**The records**
* * * * *

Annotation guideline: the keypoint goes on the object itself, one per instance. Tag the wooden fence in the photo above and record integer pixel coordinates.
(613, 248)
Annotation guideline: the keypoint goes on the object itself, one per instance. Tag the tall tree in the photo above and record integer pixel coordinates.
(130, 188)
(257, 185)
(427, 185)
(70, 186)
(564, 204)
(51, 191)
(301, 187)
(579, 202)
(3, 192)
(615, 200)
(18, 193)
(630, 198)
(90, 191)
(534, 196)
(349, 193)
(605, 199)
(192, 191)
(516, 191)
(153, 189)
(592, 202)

* * * * *

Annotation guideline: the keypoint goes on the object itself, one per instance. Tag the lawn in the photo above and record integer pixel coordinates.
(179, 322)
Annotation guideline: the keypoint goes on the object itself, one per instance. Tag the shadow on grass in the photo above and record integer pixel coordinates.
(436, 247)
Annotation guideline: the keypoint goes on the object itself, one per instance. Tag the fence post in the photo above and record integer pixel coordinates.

* * * * *

**Exercise**
Revise the material beginning at the line that has "Tag the shadow" and stopping after the line that has "Tag the fence", replacing "shadow on grass" with "shadow on the lawn" and leaving everything else unchanged. Give back only those lines.

**Reply**
Annotation guideline: the keypoint goes on the object itself, one per instance. Tag the shadow on the lawn in the photo above and record integer pixel coordinates.
(436, 247)
Annotation guideline: the keypoint goes on the object itself, one per instance. Tag the fence post in the photo above and record integer pixel coordinates.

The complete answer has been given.